*JOB:* Rename "running track" to "athletics track" everywhere in the listing below. Write the full listing again and leave everything else unchanged.

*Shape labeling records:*
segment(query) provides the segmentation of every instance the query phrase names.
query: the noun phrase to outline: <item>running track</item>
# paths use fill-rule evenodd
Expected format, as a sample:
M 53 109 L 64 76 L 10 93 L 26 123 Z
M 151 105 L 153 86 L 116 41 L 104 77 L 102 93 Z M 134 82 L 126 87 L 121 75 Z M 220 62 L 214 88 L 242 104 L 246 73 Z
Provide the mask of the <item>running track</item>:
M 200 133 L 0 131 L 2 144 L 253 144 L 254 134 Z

*SOLVED PROBLEM:*
segment(query) provides the segmentation of every instance the query phrase names.
query: the noun phrase to outline: <item>athletics track</item>
# paths use fill-rule evenodd
Expected format, as a sample:
M 53 109 L 64 76 L 10 93 L 26 123 Z
M 151 105 L 153 86 L 116 41 L 104 77 L 102 93 Z M 134 82 L 126 87 L 121 75 Z M 220 62 L 214 88 L 242 104 L 246 73 Z
Provide the mask of the <item>athletics track</item>:
M 200 133 L 0 131 L 2 144 L 253 144 L 254 134 Z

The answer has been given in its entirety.